Directions for this task>
Check each line of the entries below for the string "jacket" and state how many lines have it, with no other text.

Records from a collection>
+---+
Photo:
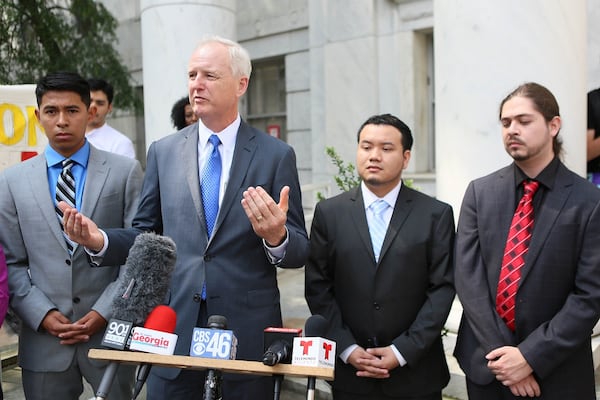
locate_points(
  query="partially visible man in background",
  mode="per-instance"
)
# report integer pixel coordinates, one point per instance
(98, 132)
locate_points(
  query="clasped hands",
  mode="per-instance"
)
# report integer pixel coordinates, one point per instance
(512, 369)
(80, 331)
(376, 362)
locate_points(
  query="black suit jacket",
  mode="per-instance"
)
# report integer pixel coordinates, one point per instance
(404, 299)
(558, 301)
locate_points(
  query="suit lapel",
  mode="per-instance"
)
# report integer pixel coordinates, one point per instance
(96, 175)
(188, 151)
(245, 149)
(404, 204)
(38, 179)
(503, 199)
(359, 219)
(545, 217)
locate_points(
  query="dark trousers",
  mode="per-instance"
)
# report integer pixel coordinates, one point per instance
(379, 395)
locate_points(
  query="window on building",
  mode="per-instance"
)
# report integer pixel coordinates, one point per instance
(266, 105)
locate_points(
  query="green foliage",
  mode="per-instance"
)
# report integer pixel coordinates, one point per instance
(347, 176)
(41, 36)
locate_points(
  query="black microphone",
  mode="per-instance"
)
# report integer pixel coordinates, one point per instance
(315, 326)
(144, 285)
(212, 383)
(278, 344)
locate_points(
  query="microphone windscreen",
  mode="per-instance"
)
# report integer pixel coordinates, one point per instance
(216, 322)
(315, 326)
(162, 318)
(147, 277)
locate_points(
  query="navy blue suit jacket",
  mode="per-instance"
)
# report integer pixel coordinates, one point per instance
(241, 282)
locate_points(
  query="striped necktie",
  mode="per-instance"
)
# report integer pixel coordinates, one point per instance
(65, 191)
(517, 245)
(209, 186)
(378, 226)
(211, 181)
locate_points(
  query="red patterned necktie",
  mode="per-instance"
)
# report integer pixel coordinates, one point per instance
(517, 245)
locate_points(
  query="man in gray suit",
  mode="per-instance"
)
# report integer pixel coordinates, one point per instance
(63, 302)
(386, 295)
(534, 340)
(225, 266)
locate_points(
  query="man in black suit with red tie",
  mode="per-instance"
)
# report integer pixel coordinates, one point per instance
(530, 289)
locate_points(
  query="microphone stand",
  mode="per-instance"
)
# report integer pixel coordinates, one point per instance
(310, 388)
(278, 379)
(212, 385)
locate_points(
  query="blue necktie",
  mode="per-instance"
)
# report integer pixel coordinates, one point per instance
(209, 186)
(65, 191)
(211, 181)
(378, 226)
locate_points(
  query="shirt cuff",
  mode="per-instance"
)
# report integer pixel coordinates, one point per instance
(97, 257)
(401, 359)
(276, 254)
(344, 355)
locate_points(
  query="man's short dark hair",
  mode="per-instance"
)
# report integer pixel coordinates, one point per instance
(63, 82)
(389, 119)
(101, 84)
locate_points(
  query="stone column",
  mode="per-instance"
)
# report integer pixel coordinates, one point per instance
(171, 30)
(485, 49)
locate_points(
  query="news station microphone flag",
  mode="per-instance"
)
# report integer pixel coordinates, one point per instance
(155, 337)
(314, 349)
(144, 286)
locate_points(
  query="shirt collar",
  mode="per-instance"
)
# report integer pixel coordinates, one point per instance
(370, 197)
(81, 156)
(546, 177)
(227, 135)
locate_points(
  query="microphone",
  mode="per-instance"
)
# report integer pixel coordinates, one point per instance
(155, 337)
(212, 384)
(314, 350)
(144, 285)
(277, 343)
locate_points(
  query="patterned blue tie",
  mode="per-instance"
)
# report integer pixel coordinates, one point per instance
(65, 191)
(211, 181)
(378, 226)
+---+
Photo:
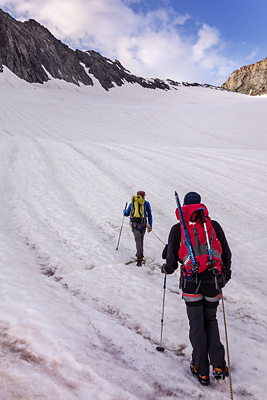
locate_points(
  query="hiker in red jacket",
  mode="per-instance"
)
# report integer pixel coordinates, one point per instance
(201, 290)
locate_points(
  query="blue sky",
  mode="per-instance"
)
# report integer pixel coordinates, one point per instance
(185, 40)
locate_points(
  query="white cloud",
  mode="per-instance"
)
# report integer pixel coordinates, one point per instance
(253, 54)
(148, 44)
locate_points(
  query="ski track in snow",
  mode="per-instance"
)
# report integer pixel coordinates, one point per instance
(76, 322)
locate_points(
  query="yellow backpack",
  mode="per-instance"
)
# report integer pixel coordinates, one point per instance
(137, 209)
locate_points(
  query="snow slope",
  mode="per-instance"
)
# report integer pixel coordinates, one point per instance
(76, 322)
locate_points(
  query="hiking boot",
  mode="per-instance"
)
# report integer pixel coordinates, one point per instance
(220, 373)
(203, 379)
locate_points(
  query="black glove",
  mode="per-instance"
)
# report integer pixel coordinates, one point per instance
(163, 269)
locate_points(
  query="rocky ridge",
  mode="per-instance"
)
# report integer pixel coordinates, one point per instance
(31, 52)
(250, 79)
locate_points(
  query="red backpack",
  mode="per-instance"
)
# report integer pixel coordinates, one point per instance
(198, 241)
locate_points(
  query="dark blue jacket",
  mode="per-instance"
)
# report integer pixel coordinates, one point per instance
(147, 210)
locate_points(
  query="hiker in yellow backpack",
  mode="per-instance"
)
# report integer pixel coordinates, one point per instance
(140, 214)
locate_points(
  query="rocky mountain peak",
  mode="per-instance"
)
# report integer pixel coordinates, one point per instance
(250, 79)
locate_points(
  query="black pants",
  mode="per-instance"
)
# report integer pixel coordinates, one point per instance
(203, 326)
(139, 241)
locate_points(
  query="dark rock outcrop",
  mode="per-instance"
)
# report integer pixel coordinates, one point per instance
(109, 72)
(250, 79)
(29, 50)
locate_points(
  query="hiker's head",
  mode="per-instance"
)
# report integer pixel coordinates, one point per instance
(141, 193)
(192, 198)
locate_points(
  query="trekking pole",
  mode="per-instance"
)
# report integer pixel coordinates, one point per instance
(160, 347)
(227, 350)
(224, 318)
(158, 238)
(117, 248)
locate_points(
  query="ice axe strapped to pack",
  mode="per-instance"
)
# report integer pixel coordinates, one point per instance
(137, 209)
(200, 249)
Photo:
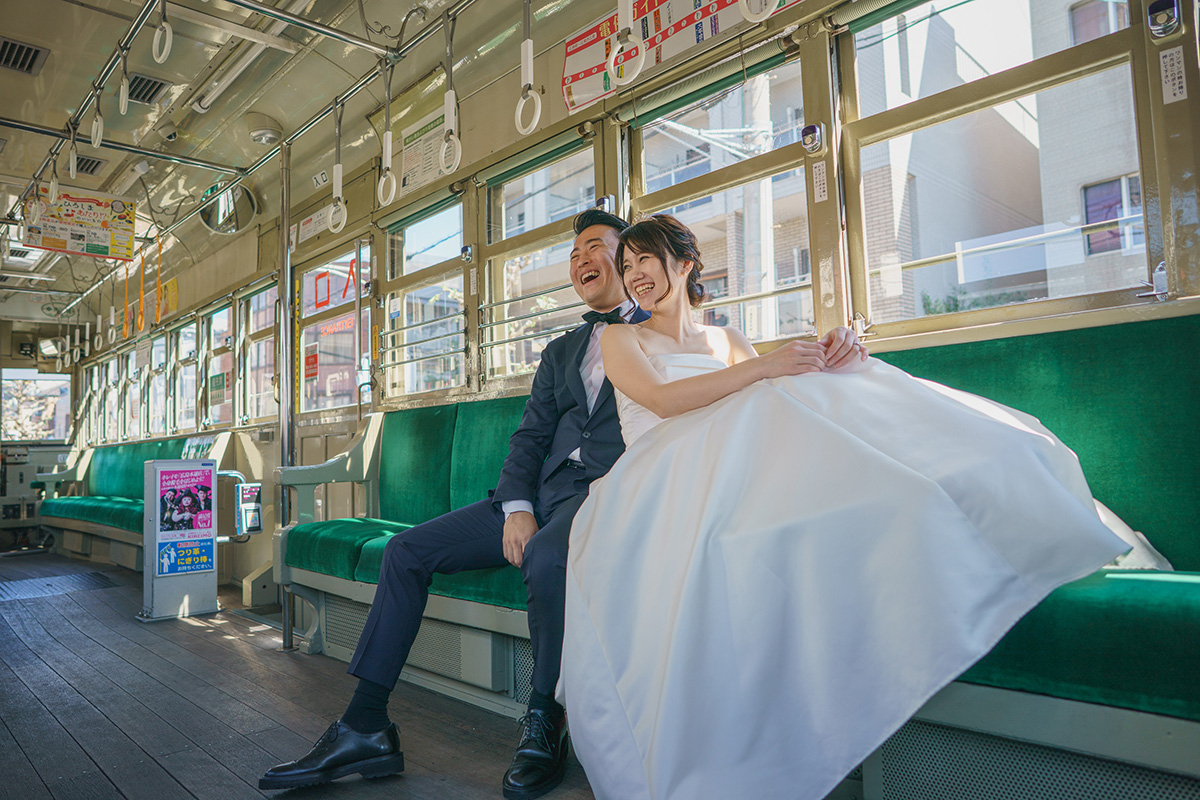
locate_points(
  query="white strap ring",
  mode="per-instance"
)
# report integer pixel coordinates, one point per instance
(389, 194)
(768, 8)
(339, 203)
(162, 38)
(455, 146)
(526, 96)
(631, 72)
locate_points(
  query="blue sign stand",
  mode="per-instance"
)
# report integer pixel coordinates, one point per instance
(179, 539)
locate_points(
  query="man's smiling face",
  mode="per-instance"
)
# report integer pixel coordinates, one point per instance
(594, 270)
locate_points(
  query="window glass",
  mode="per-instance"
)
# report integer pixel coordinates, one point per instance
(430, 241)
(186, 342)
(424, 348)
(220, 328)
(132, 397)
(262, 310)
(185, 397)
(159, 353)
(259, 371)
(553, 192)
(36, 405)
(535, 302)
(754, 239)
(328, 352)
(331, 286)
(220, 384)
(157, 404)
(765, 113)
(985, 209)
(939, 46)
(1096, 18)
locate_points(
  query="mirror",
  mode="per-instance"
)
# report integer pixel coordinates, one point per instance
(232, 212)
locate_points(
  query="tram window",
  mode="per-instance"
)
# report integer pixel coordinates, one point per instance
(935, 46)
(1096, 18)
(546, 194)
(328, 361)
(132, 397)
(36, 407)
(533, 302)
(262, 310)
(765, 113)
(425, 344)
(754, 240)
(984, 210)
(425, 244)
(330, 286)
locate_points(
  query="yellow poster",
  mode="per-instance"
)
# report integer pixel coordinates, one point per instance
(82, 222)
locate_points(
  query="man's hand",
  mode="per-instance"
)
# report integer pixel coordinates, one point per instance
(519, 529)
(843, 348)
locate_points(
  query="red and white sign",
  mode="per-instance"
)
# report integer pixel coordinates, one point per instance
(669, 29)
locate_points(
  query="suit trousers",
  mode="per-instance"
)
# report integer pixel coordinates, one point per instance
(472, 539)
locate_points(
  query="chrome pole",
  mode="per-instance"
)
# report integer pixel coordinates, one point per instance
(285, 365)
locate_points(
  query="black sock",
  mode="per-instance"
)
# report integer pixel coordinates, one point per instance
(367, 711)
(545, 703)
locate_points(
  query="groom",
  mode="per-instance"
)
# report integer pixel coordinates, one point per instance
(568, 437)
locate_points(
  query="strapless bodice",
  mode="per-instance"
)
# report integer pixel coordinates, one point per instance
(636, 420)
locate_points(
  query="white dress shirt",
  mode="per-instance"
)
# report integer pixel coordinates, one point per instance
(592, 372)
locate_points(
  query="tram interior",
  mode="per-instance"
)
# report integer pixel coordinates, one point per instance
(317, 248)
+---+
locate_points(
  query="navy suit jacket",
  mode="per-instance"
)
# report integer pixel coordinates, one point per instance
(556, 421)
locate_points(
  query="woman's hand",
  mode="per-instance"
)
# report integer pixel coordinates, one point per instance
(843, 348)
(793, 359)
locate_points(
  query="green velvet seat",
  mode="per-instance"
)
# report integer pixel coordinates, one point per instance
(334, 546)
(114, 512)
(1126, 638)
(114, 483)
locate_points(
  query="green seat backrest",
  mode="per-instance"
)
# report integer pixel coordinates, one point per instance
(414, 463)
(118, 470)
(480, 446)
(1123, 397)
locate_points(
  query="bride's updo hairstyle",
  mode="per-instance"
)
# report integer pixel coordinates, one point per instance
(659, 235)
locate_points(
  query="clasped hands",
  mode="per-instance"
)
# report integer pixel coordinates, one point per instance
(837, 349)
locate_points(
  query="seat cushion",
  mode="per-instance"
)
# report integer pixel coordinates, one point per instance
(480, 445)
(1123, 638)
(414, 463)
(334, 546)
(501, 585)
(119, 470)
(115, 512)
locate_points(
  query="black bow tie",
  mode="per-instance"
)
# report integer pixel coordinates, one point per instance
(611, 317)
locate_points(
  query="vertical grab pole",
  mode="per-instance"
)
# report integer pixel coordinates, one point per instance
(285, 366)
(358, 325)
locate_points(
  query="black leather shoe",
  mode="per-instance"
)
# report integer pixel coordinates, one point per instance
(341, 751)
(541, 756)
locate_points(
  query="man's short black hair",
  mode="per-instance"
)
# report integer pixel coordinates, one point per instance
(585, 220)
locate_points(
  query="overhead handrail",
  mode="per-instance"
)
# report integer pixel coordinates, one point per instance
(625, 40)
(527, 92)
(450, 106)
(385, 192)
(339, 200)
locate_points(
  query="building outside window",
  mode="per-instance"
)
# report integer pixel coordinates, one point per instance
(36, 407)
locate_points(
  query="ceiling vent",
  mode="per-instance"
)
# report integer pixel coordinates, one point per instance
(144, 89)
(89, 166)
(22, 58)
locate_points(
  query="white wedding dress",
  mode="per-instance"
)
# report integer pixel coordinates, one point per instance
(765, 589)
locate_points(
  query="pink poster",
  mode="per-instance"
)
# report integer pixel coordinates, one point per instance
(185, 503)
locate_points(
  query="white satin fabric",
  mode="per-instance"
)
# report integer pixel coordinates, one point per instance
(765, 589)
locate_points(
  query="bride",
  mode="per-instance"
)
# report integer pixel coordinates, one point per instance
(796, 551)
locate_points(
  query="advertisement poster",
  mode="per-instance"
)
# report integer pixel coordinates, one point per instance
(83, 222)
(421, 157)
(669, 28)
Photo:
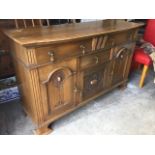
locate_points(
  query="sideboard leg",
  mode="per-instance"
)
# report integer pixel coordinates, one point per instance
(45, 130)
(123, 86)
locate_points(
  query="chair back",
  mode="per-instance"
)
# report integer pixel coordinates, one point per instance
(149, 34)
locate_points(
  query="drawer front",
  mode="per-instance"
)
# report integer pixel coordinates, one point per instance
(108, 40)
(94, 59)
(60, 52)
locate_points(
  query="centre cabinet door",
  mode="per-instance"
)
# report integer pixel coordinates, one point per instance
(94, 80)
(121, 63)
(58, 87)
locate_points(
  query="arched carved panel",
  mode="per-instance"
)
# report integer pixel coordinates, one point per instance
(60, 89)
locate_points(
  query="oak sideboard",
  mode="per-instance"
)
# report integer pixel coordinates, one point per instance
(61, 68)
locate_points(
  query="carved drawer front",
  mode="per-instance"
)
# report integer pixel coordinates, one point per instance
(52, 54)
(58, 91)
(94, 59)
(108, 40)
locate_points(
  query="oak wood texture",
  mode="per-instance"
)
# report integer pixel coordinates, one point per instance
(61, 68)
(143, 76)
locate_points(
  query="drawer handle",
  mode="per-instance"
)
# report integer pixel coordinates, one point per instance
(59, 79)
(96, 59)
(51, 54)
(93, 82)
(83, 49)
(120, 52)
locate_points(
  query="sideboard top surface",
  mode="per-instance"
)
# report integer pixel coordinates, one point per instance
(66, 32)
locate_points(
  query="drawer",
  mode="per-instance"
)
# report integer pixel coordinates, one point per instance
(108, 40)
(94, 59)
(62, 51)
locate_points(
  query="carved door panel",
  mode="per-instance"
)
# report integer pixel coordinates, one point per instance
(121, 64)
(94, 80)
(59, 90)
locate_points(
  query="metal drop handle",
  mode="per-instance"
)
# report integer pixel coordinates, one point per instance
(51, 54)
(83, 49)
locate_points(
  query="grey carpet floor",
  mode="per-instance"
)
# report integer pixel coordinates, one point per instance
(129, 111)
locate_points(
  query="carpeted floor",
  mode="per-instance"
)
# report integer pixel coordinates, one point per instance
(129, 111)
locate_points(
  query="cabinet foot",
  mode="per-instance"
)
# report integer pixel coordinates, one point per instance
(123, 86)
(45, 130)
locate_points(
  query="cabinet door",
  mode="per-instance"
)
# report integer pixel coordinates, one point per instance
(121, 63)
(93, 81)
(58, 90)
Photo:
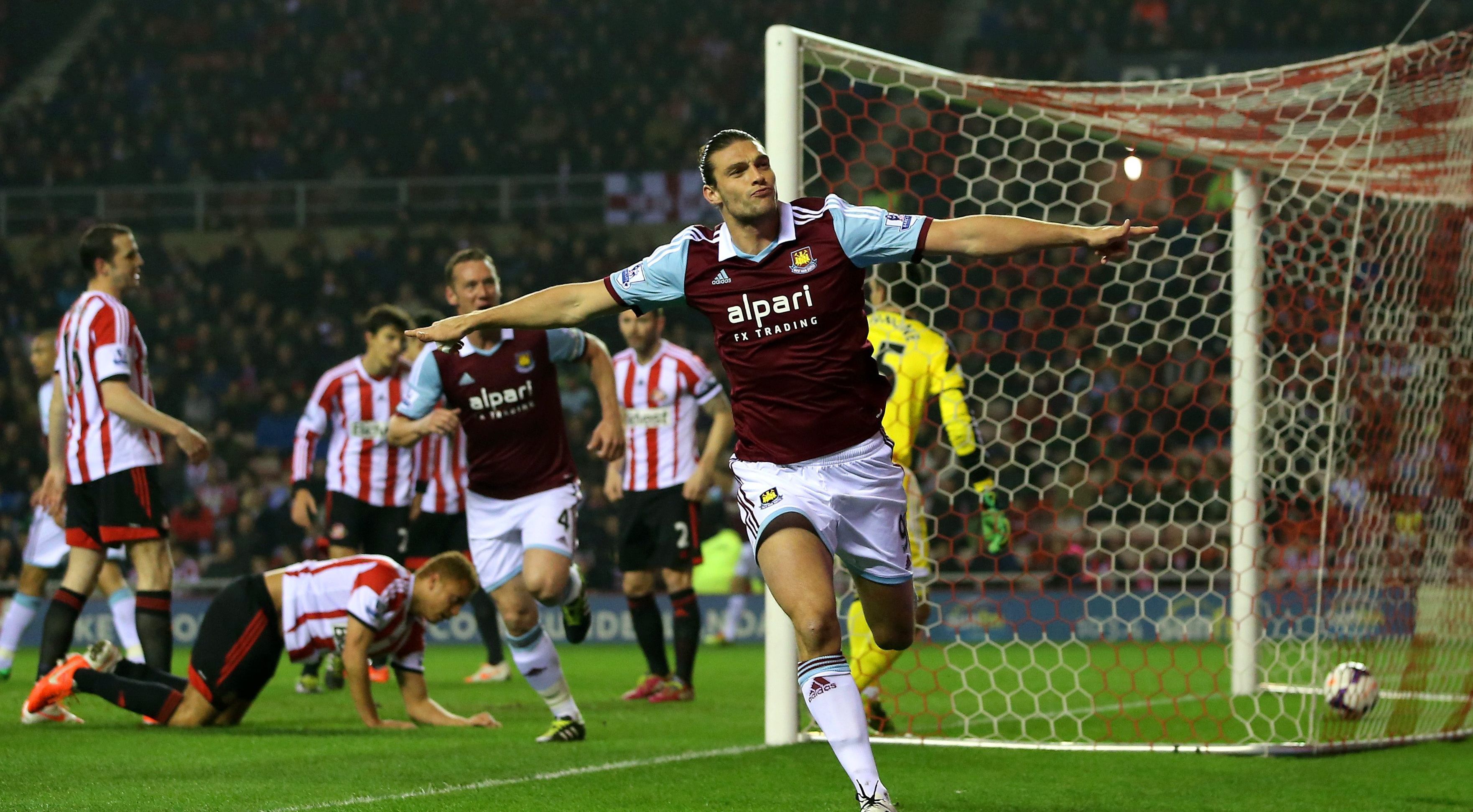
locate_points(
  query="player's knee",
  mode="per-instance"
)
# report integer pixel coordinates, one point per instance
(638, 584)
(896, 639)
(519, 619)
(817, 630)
+---+
Worked solution>
5